EXTRACTED DATA: Begin
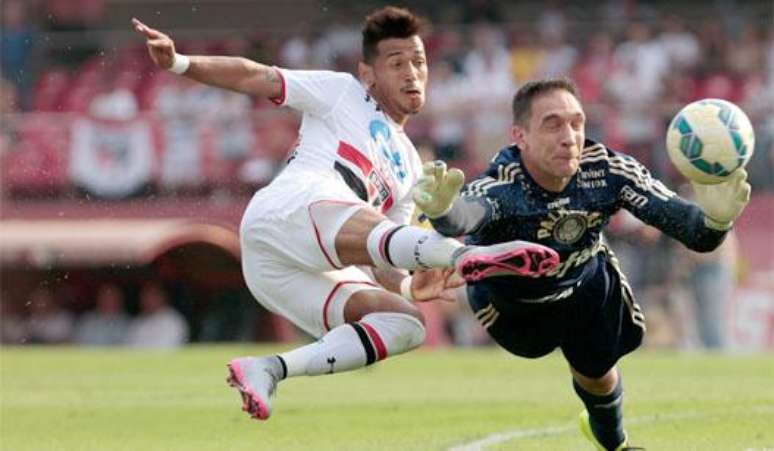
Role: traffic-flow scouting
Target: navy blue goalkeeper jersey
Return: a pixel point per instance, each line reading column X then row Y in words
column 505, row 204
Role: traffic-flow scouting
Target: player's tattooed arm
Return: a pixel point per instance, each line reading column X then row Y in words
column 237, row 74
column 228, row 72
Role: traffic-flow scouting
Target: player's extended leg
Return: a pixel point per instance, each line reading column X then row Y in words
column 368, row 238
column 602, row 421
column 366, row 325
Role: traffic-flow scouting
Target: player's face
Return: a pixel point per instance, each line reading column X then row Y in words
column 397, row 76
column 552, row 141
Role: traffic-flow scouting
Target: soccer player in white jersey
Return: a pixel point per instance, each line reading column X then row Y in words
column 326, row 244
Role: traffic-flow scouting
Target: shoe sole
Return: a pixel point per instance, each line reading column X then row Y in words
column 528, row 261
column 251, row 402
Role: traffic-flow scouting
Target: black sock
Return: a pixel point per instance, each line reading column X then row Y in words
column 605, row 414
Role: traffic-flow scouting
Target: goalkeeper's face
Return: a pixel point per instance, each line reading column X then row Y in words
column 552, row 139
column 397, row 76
EXTRACTED DATA: End
WORK REQUIRED:
Take from the listing above each line in which the string "Target" is found.

SOLUTION BELOW:
Target: navy blue goalkeeper jersey
Target: player's tattooed arm
Target: player's extended leg
Target: player's face
Target: soccer player in white jersey
Target: shoe sole
Target: black sock
Target: goalkeeper's face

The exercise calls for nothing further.